Write out all entries word for word.

───── Extracted entries

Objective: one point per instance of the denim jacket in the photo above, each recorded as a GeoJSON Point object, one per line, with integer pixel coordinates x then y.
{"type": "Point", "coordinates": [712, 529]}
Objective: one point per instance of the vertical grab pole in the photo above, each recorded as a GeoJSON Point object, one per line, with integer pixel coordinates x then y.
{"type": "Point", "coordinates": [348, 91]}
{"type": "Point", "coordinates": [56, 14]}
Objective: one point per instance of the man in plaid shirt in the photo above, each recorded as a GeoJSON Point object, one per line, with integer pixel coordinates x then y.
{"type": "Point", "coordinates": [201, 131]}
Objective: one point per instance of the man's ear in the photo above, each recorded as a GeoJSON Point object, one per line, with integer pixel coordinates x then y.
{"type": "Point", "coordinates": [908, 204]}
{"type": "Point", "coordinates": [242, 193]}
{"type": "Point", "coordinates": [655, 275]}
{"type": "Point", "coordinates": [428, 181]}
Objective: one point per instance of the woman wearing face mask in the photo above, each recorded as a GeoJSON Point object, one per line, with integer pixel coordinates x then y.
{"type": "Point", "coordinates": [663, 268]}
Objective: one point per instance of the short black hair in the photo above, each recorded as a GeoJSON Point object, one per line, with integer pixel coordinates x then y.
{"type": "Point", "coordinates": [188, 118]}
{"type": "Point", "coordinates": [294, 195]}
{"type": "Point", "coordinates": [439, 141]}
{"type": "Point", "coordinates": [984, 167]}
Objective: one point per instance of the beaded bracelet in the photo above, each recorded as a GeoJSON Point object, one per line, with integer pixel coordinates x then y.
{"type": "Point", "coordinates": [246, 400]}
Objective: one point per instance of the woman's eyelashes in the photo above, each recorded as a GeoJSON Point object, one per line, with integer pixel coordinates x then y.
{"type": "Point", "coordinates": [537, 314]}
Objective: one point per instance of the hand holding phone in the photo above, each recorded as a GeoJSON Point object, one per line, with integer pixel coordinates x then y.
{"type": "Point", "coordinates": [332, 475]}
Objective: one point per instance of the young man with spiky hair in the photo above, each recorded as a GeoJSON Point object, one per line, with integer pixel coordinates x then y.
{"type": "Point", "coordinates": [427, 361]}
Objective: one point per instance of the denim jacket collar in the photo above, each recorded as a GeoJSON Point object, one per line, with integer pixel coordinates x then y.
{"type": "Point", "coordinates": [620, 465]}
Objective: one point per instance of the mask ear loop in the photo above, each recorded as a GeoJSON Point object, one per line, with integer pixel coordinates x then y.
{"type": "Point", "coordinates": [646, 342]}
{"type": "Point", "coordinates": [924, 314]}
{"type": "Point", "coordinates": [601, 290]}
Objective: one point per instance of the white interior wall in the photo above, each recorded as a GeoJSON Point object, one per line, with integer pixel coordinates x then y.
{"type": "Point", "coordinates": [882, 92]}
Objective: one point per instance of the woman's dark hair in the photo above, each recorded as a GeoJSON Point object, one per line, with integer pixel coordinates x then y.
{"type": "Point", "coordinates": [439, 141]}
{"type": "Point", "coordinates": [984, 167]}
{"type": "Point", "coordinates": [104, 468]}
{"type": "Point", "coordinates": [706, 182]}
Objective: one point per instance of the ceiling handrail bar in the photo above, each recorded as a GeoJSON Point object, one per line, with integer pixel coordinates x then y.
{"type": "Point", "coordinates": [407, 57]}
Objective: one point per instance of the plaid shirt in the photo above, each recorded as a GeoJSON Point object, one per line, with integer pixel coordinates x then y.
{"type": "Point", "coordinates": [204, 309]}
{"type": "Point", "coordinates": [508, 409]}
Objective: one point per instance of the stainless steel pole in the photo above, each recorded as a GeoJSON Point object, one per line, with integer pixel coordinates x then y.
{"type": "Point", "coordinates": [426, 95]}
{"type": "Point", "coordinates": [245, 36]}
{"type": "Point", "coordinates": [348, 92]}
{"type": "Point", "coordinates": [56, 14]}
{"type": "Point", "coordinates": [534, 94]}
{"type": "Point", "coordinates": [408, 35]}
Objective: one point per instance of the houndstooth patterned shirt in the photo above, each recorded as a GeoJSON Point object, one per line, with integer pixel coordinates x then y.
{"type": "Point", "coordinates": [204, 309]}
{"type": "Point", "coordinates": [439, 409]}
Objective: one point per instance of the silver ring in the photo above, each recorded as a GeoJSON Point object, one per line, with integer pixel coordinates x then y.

──────────

=== Result of the exercise ===
Objective: one point per instance of the denim jacket in the photo above, each recorded as a GeoJSON Point object, one per line, with integer pixel coordinates x then y.
{"type": "Point", "coordinates": [712, 529]}
Objective: one point per instance of the vertical grab pole in the photo above, each recorded as a GeoJSON Point object, one per line, with integer pixel coordinates x then y.
{"type": "Point", "coordinates": [348, 91]}
{"type": "Point", "coordinates": [56, 14]}
Objective: one point per instance of the man in plaid shirt in the photo above, each recorded as a GeoJSON Point object, one per line, with integer pixel coordinates x then y.
{"type": "Point", "coordinates": [201, 131]}
Objective: one point per instance of the man's ear in the photo above, each recorded as a GeoJSON Point object, one per line, with integer pixel coordinates x then y.
{"type": "Point", "coordinates": [908, 204]}
{"type": "Point", "coordinates": [242, 193]}
{"type": "Point", "coordinates": [655, 275]}
{"type": "Point", "coordinates": [428, 181]}
Objective: one point per instance of the woman wearing face mask in the photo above, each recorded as a GeoJSON Point object, one per line, with integer pixel coordinates x then y.
{"type": "Point", "coordinates": [663, 268]}
Objective: one point per instance of the short black hair in the photo above, each recorded as a GeoJSON Point object, one per line, with integer pixel coordinates x then y.
{"type": "Point", "coordinates": [188, 118]}
{"type": "Point", "coordinates": [294, 195]}
{"type": "Point", "coordinates": [439, 141]}
{"type": "Point", "coordinates": [984, 167]}
Objective: one point per instance of the beaded bracelet in the photo above, each recorded as a GeoJSON Point object, one per line, with integer pixel coordinates x then y.
{"type": "Point", "coordinates": [246, 400]}
Objective: one point per instance of the woman's eyelashes in the photo above, each recorded as a GeoJSON Point object, one per line, with integer pixel coordinates x then y.
{"type": "Point", "coordinates": [537, 314]}
Objective: one point per instance of the hand holding phone in the photo above, each recorded as a GeoJSON Point object, one per line, with integer pixel coordinates x then y.
{"type": "Point", "coordinates": [332, 475]}
Objective: one point per instance of the young man with spiky hair in the photo above, each recorded as a GeoJSON Point object, one per line, with integer pixel coordinates x then y.
{"type": "Point", "coordinates": [427, 361]}
Objective: one point per instance of the denim jacket collar in the photo above, each recorded as a GeoJSON Point object, one per line, with integer pixel coordinates x then y.
{"type": "Point", "coordinates": [620, 465]}
Objective: one point per instance of the mask ear loop in the photo above, each recorded as a GeoJSON Point object, one per line, with integer pixel coordinates x then y.
{"type": "Point", "coordinates": [646, 342]}
{"type": "Point", "coordinates": [924, 314]}
{"type": "Point", "coordinates": [601, 290]}
Objective: one point per instance of the white interior wall in the photo above, each recorded as a GeoJSON Point object, one per line, with integer pixel coordinates x then y.
{"type": "Point", "coordinates": [882, 92]}
Objective: one point per instance of the woman's dark hair in the photo above, each recorded as a GeoJSON Point object, one per line, with integer pixel coordinates x then y.
{"type": "Point", "coordinates": [439, 141]}
{"type": "Point", "coordinates": [984, 167]}
{"type": "Point", "coordinates": [104, 468]}
{"type": "Point", "coordinates": [706, 182]}
Objective: one point per instance of the ceiling handrail bar in the photo above, each recorded as a GeoJSON Point object, one per line, with integer pixel coordinates x then y.
{"type": "Point", "coordinates": [407, 57]}
Objective: one point per instance of the plaid shirt in the photo above, each recorded as a GeoJSON Point object, one per line, with integer pixel coordinates x then y.
{"type": "Point", "coordinates": [204, 309]}
{"type": "Point", "coordinates": [508, 409]}
Objective: one point per instance of the stainless steel pole in the photo above, each recorded as a GeoJSON Point object, one per line, with integer pixel coordinates x then y.
{"type": "Point", "coordinates": [426, 95]}
{"type": "Point", "coordinates": [245, 36]}
{"type": "Point", "coordinates": [348, 92]}
{"type": "Point", "coordinates": [56, 14]}
{"type": "Point", "coordinates": [534, 94]}
{"type": "Point", "coordinates": [408, 35]}
Objective: one point per instance of the houndstooth patterned shirt in the photo above, each recorded as a GeoJSON Point object, one per line, with integer pixel coordinates x then y.
{"type": "Point", "coordinates": [204, 309]}
{"type": "Point", "coordinates": [439, 409]}
Objective: one point per instance of the silver ring in the photo above, each recorded as a GeoJSON Point object, one per line, with integer pixel coordinates x then y.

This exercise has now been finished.